**The problem:** Count the lines in the records below that contain the word "them", matching case exactly, and give only the number.

■ ■ ■

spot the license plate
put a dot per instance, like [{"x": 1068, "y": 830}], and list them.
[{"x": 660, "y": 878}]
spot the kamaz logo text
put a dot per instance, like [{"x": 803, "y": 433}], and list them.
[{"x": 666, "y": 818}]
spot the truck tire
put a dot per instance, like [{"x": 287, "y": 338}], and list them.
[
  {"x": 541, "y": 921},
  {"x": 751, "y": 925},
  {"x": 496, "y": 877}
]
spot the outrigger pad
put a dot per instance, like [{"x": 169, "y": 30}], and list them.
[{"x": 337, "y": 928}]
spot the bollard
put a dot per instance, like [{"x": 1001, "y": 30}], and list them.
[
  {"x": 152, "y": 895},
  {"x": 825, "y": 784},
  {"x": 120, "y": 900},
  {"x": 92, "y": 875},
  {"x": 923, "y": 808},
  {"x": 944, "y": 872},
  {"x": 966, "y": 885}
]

■ ■ ■

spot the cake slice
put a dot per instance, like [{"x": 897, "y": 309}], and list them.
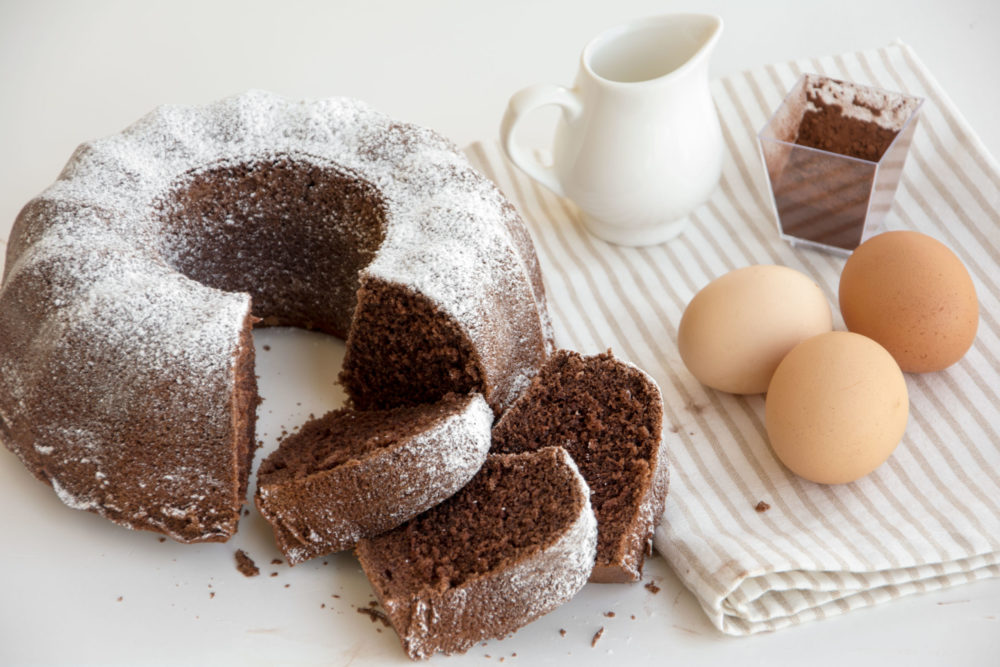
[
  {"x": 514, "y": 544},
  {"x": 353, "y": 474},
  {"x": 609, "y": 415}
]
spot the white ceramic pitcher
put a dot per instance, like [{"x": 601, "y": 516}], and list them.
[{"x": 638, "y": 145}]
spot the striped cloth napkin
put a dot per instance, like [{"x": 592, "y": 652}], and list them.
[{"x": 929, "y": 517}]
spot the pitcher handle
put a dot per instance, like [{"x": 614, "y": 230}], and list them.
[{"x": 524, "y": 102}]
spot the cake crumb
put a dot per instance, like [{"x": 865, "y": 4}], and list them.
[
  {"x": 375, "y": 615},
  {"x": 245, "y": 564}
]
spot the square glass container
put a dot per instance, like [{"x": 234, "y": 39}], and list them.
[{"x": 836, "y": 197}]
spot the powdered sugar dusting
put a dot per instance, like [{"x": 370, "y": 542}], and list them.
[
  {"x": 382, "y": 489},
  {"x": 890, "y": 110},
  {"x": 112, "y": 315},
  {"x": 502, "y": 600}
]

■ ■ ■

**Response to the task:** 12